Task requirements:
Would you please output, word for word, the span of the listing below that opens on the line containing "Could you point out the pendant" and closes on the line containing "Could you point out the tablet"? Include both ends and nothing more.
= Beginning of Section =
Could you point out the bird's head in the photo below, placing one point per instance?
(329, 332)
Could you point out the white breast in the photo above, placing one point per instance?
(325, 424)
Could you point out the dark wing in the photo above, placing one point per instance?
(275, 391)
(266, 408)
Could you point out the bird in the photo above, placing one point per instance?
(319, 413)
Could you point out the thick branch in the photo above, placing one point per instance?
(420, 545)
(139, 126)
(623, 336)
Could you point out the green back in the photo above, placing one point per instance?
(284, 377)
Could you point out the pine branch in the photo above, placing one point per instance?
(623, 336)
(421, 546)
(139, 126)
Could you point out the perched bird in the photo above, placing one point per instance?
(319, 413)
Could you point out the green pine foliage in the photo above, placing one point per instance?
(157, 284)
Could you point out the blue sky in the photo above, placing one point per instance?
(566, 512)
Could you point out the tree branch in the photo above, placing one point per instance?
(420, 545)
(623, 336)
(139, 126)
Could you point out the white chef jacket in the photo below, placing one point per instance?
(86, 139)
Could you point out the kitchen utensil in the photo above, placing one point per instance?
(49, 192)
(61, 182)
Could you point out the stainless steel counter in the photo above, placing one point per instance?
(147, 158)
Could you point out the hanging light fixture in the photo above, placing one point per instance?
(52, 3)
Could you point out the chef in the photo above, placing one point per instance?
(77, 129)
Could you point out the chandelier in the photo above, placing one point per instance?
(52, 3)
= End of Section =
= Beginning of Section =
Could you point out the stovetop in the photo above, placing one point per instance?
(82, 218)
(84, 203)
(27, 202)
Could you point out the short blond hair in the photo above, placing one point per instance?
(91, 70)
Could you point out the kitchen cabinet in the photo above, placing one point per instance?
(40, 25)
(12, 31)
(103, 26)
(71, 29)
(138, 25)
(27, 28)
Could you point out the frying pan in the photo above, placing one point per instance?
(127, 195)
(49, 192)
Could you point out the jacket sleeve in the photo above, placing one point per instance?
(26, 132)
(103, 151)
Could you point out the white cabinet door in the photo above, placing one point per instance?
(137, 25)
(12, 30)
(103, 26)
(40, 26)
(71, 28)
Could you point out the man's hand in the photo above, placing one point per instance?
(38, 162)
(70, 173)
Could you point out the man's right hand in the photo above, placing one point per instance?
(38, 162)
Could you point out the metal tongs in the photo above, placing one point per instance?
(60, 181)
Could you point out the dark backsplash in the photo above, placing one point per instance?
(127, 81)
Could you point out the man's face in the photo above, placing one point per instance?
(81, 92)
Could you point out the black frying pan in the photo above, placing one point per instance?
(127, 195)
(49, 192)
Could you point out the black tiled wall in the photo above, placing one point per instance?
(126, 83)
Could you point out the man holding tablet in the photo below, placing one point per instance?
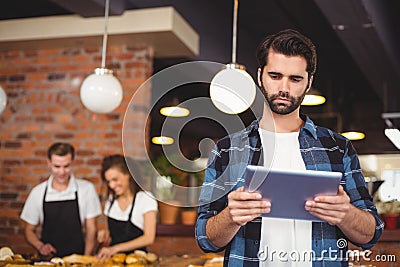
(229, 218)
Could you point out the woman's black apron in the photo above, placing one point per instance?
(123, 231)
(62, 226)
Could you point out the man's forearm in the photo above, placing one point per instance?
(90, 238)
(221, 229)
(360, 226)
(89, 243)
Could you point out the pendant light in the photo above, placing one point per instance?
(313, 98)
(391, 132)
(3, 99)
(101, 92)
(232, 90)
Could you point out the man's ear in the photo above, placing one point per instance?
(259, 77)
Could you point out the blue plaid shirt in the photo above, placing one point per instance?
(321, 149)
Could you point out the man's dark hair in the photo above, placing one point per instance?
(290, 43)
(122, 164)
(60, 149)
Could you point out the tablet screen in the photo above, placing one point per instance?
= End of Section =
= Beginning of Section =
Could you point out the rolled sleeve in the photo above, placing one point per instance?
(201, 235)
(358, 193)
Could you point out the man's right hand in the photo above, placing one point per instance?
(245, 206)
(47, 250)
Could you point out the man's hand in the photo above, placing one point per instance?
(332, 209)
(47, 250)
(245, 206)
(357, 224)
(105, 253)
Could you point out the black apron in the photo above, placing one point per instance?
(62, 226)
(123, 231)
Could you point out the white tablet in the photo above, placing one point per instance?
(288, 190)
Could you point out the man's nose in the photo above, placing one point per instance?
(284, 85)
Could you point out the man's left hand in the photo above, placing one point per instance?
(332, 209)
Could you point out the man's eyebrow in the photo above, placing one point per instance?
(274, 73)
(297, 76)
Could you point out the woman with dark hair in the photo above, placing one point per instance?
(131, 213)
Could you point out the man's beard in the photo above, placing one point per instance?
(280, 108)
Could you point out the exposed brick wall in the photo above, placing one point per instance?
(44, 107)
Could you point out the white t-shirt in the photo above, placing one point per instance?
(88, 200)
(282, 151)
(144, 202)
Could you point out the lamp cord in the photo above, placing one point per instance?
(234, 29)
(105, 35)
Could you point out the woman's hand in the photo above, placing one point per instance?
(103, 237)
= End of Section =
Exercise response:
Could you point out the pendant light in the photo above, placing one point per instance?
(313, 98)
(391, 132)
(3, 99)
(101, 92)
(232, 90)
Could you point out the man's ear in the photo above, placing one point per instance?
(259, 77)
Could you point out the blue plaid shirt in the photo above, placing one point per instance?
(321, 149)
Could you point out the man's dark hair in the photo above, placing one point per instance?
(290, 43)
(122, 164)
(60, 149)
Could you point out the tablet screen in the photo above, placing one point per instance?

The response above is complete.